→ **PROBLEM STATEMENT**: Rewrite the data below as a Markdown table with the columns "Row" and "Line," covering only the lines from the start of the data up to and including the line that contains "box: [18, 10, 1530, 1255]". Number each row, skip blank lines, and leave the pictures out.

→ **THE RECORDS**:
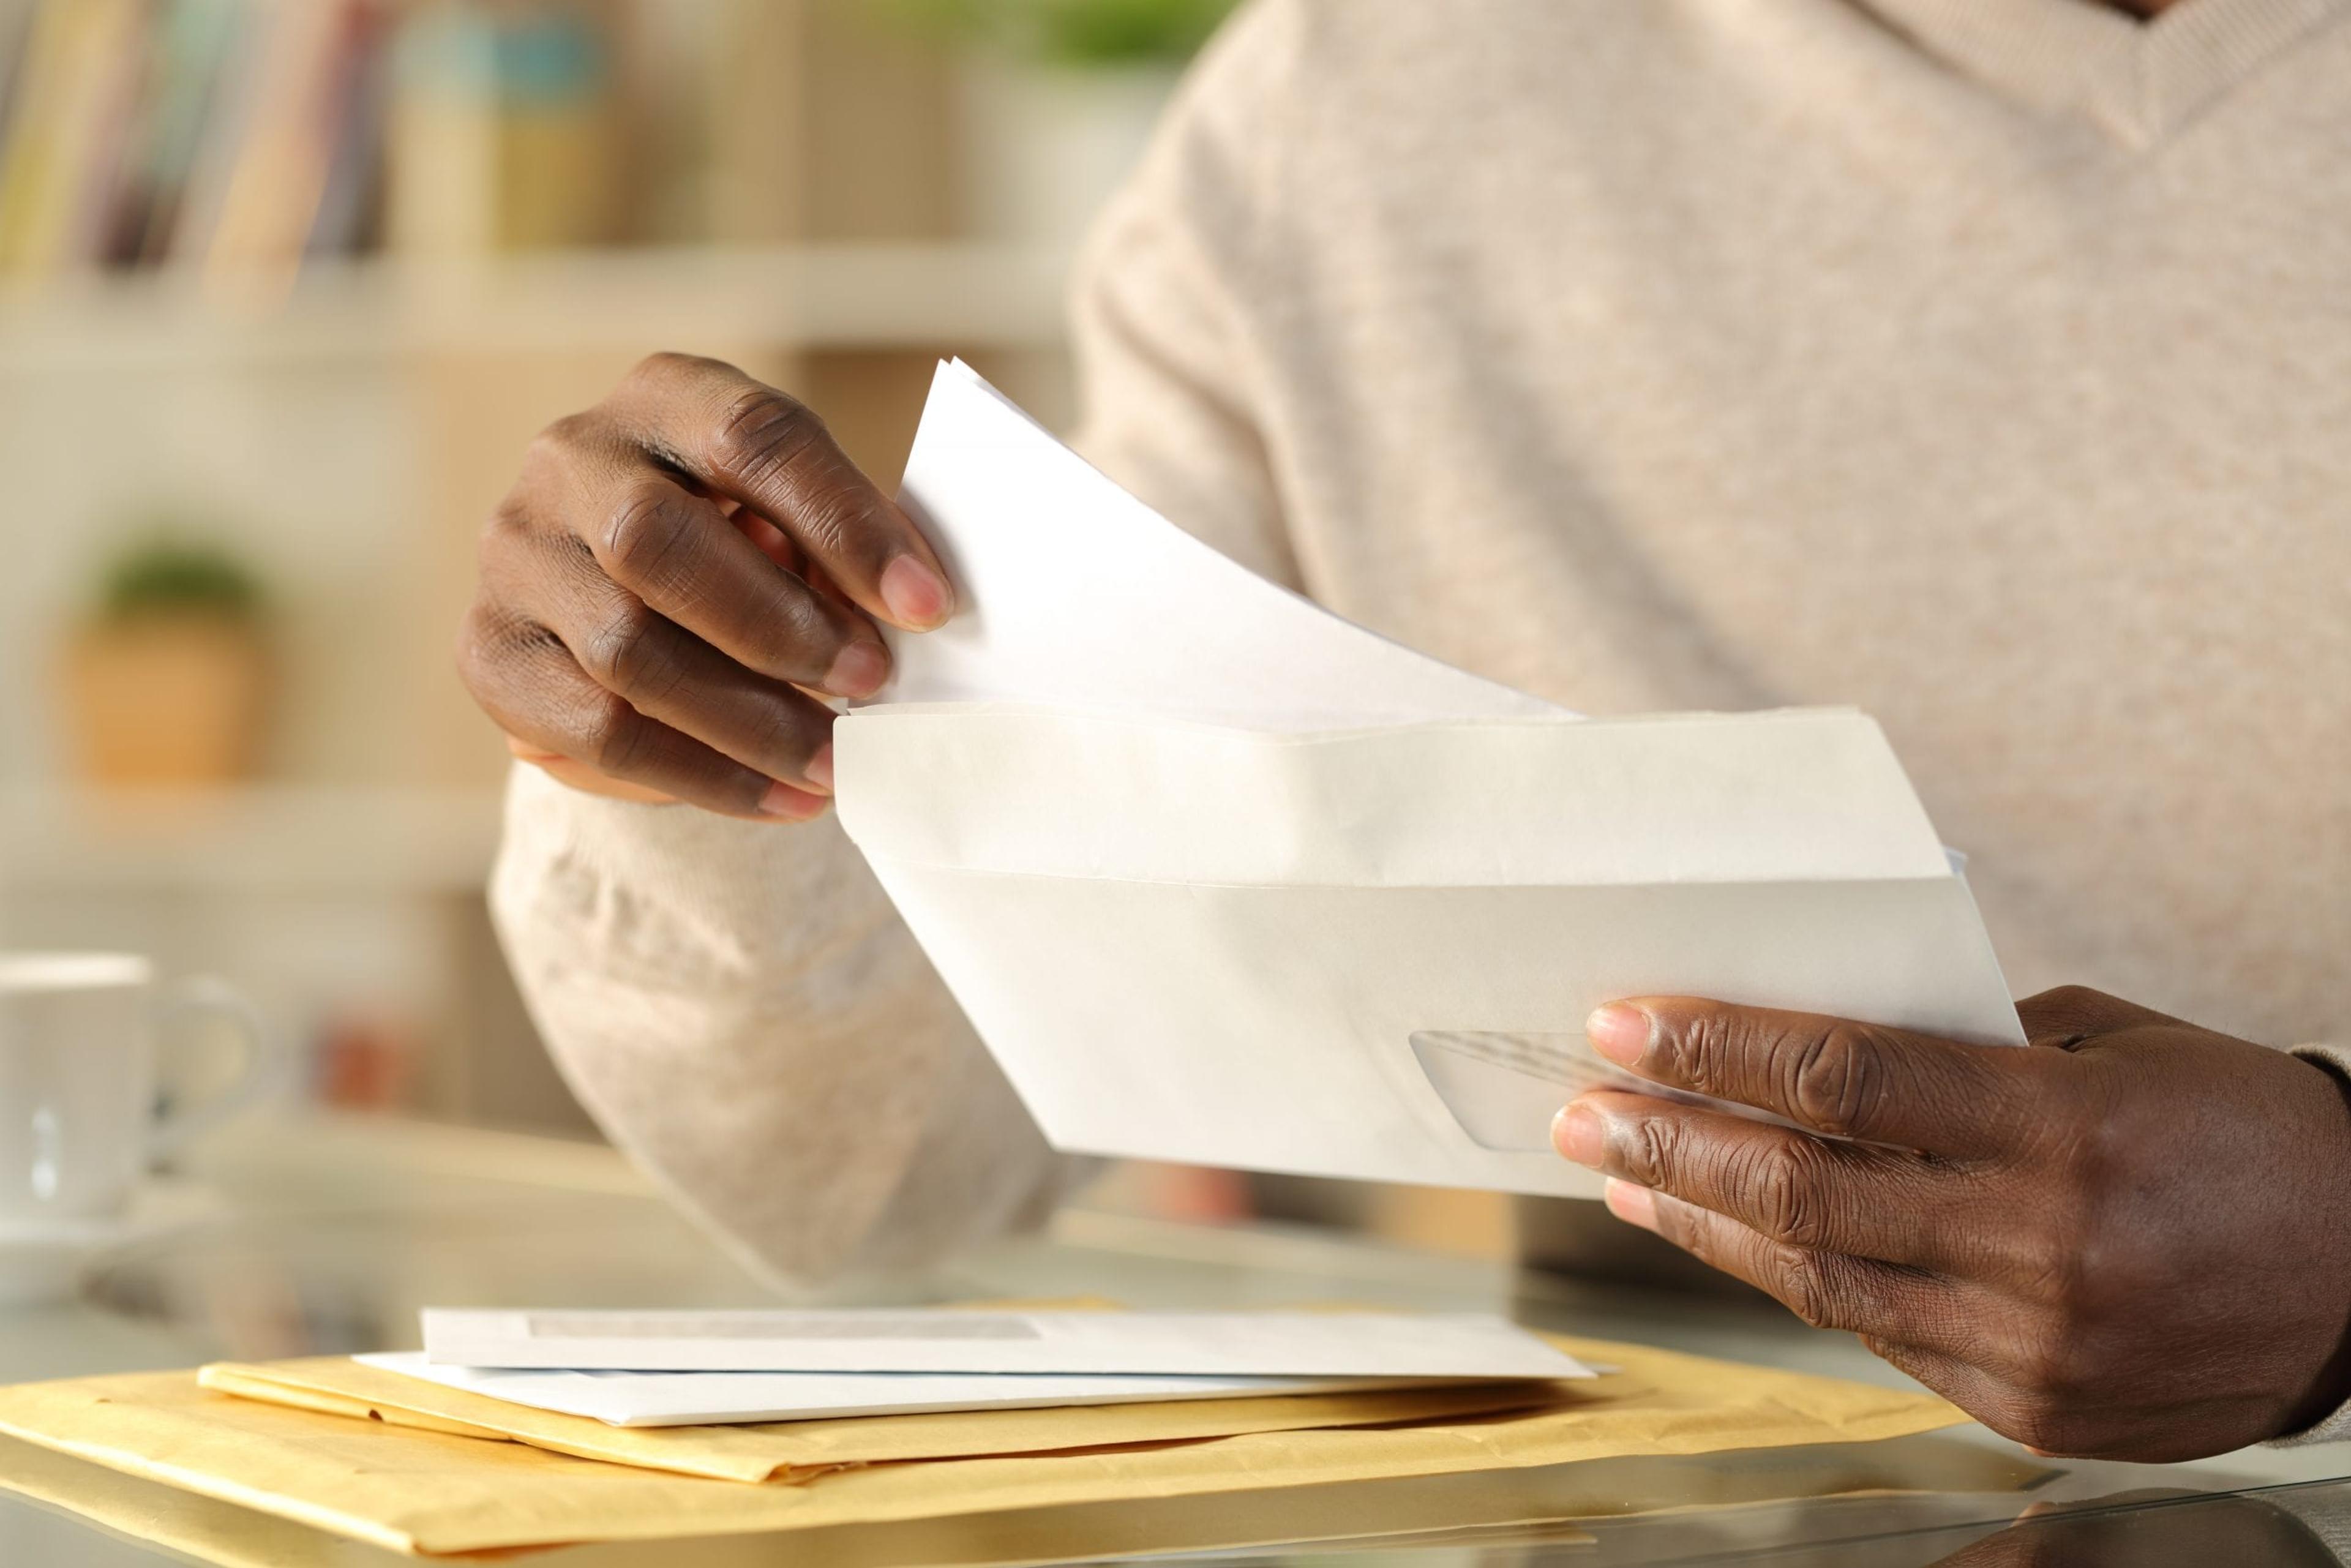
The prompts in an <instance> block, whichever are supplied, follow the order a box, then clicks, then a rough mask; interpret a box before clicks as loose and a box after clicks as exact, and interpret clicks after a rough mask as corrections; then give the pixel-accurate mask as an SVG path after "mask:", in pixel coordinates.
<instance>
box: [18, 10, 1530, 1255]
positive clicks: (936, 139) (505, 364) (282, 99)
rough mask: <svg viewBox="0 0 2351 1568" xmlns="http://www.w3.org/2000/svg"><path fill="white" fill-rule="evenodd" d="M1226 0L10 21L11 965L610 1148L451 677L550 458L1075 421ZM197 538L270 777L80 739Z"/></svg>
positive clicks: (1176, 1212) (314, 1067)
mask: <svg viewBox="0 0 2351 1568" xmlns="http://www.w3.org/2000/svg"><path fill="white" fill-rule="evenodd" d="M1227 5H1230V0H0V458H7V461H5V463H0V543H5V545H7V550H9V571H5V574H0V945H9V947H127V950H141V952H150V954H155V957H158V961H160V966H162V969H165V973H219V976H226V978H230V980H233V983H235V985H237V987H242V990H247V992H249V994H252V997H254V999H256V1001H259V1004H261V1006H263V1011H266V1013H268V1016H270V1018H273V1020H275V1023H277V1027H280V1030H282V1032H284V1034H287V1037H289V1039H292V1041H294V1044H296V1046H299V1048H301V1053H303V1060H306V1072H303V1095H306V1098H308V1100H313V1103H320V1105H327V1107H336V1110H362V1112H386V1110H388V1112H402V1114H423V1117H440V1119H456V1121H470V1124H489V1126H510V1128H529V1131H555V1133H571V1135H590V1133H592V1128H590V1124H588V1119H585V1114H583V1112H581V1110H578V1105H576V1103H574V1100H571V1095H569V1091H567V1088H564V1086H562V1081H560V1079H557V1074H555V1070H552V1065H550V1063H548V1058H545V1053H543V1051H541V1046H538V1041H536V1034H534V1030H531V1023H529V1018H527V1016H524V1009H522V1001H520V997H517V994H515V990H513V983H510V978H508V973H505V966H503V961H501V957H498V952H496V940H494V936H491V929H489V919H487V910H484V900H482V889H484V879H487V875H489V865H491V858H494V853H496V837H498V783H501V778H503V773H505V769H508V755H505V748H503V743H501V741H498V736H496V733H494V731H491V726H489V722H487V719H482V717H480V712H475V708H473V703H470V701H468V698H465V693H463V691H461V689H458V684H456V679H454V672H451V658H449V649H451V637H454V630H456V623H458V618H461V616H463V609H465V604H468V602H470V597H473V541H475V534H477V531H480V524H482V520H484V517H487V515H489V512H491V508H494V505H496V501H498V496H501V494H503V491H505V487H508V484H510V482H513V475H515V468H517V463H520V454H522V449H524V444H527V442H529V437H531V435H534V433H536V430H541V428H543V425H545V423H548V421H552V418H557V416H562V414H569V411H576V409H583V407H588V404H592V402H595V400H600V397H602V395H604V393H607V390H609V388H611V383H614V381H616V378H618V376H621V374H623V371H625V369H628V367H630V364H632V362H635V360H639V357H642V355H647V353H654V350H689V353H708V355H715V357H724V360H731V362H736V364H741V367H745V369H748V371H752V374H755V376H762V378H766V381H771V383H776V386H783V388H785V390H792V393H797V395H799V397H804V400H806V402H809V404H811V407H816V409H818V411H823V416H825V421H828V423H830V425H832V430H835V435H837V437H839V440H842V444H844V447H846V449H849V454H851V456H853V458H856V461H858V463H863V465H865V468H868V470H870V473H872V475H875V477H877V480H879V482H882V484H884V487H893V484H896V477H898V468H900V463H903V458H905V447H907V442H910V437H912V428H915V418H917V414H919V409H922V397H924V390H926V386H929V374H931V364H933V362H936V360H938V357H943V355H964V357H971V360H973V362H976V364H978V367H980V369H983V374H987V376H990V378H992V381H997V383H999V386H1004V390H1006V393H1011V395H1013V397H1018V400H1020V402H1023V404H1025V407H1030V409H1032V411H1034V414H1037V416H1039V418H1044V421H1046V423H1053V425H1065V423H1067V421H1070V416H1072V411H1074V395H1072V376H1070V364H1067V353H1065V339H1063V331H1065V329H1063V292H1065V277H1067V270H1070V256H1072V254H1074V249H1077V242H1079V237H1081V233H1084V228H1086V221H1089V216H1091V214H1093V212H1096V207H1098V205H1100V200H1103V197H1105V195H1107V190H1110V188H1112V186H1114V183H1117V181H1119V179H1121V176H1124V172H1126V169H1128V167H1131V165H1133V160H1136V158H1138V153H1140V148H1143V143H1145V139H1147V132H1150V125H1152V122H1154V118H1157V110H1159V106H1161V103H1164V99H1166V94H1168V92H1171V87H1173V80H1176V73H1178V68H1180V63H1183V56H1185V54H1187V52H1190V49H1192V47H1194V45H1197V42H1199V40H1201V38H1204V35H1206V31H1208V28H1213V24H1215V21H1218V16H1220V14H1223V12H1225V9H1227ZM158 503H162V505H165V508H167V510H174V512H188V515H200V517H205V520H209V522H207V524H205V527H207V529H209V541H207V543H216V545H221V548H223V550H228V552H233V555H235V557H237V559H245V562H249V564H252V567H254V569H256V574H259V578H261V583H263V588H266V604H268V616H266V625H263V628H261V630H263V642H266V646H268V663H270V693H268V710H270V715H268V733H266V741H263V743H261V748H259V764H256V766H254V771H252V776H249V778H235V780H223V783H216V785H212V788H200V790H125V788H113V785H106V783H99V780H92V778H87V776H85V769H80V766H78V762H75V748H73V745H71V743H68V731H71V729H73V726H71V724H66V722H63V719H66V715H63V708H66V705H68V693H66V691H63V686H66V682H61V679H59V668H61V663H63V656H61V651H63V649H66V646H68V644H71V642H73V635H75V630H78V628H80V625H82V623H85V621H87V618H89V614H92V583H94V581H96V578H99V574H101V564H103V559H106V555H108V552H113V550H115V548H118V545H120V543H122V536H125V529H127V527H129V524H127V522H125V520H129V517H136V515H146V512H150V510H155V505H158ZM1121 1180H1124V1182H1126V1185H1124V1187H1114V1190H1112V1192H1110V1197H1112V1199H1117V1201H1128V1204H1131V1206H1136V1208H1145V1211H1154V1213H1185V1215H1192V1218H1232V1215H1234V1213H1239V1211H1241V1208H1246V1204H1248V1197H1246V1192H1244V1190H1241V1187H1239V1185H1237V1180H1234V1178H1232V1175H1230V1173H1197V1171H1180V1168H1138V1171H1136V1173H1128V1175H1126V1178H1121ZM1119 1194H1124V1197H1119ZM1347 1201H1349V1204H1352V1201H1359V1194H1347ZM1399 1201H1401V1204H1425V1199H1413V1197H1406V1199H1399ZM1347 1213H1349V1215H1352V1218H1354V1220H1359V1222H1380V1225H1385V1220H1380V1215H1382V1213H1385V1211H1380V1208H1378V1204H1373V1206H1371V1208H1366V1211H1364V1213H1354V1211H1347ZM1413 1213H1420V1211H1418V1208H1415V1211H1413ZM1495 1213H1500V1211H1498V1208H1495V1204H1493V1201H1488V1199H1476V1201H1474V1213H1472V1215H1469V1220H1472V1222H1469V1225H1465V1218H1462V1213H1460V1206H1458V1204H1455V1206H1439V1208H1436V1211H1429V1213H1427V1215H1422V1218H1420V1220H1411V1218H1406V1220H1396V1222H1394V1225H1387V1229H1394V1232H1396V1234H1408V1237H1422V1234H1429V1237H1441V1244H1446V1246H1462V1244H1465V1241H1462V1239H1465V1237H1469V1241H1467V1244H1469V1246H1474V1248H1476V1251H1493V1246H1495V1244H1493V1239H1491V1234H1488V1232H1491V1229H1493V1227H1491V1220H1493V1215H1495Z"/></svg>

→ **SOLVED EXERCISE**:
| Row | Line |
|---|---|
| 1 | The prompts in an <instance> block, whichever are supplied, follow the order a box, then clicks, then a rough mask; interpret a box before clicks as loose and a box after clicks as exact, and interpret clicks after a rough mask as corrections; then give the pixel-accurate mask as an SVG path after "mask:", in pixel coordinates. |
| 2 | <instance> |
| 3 | box: [18, 10, 1530, 1255] |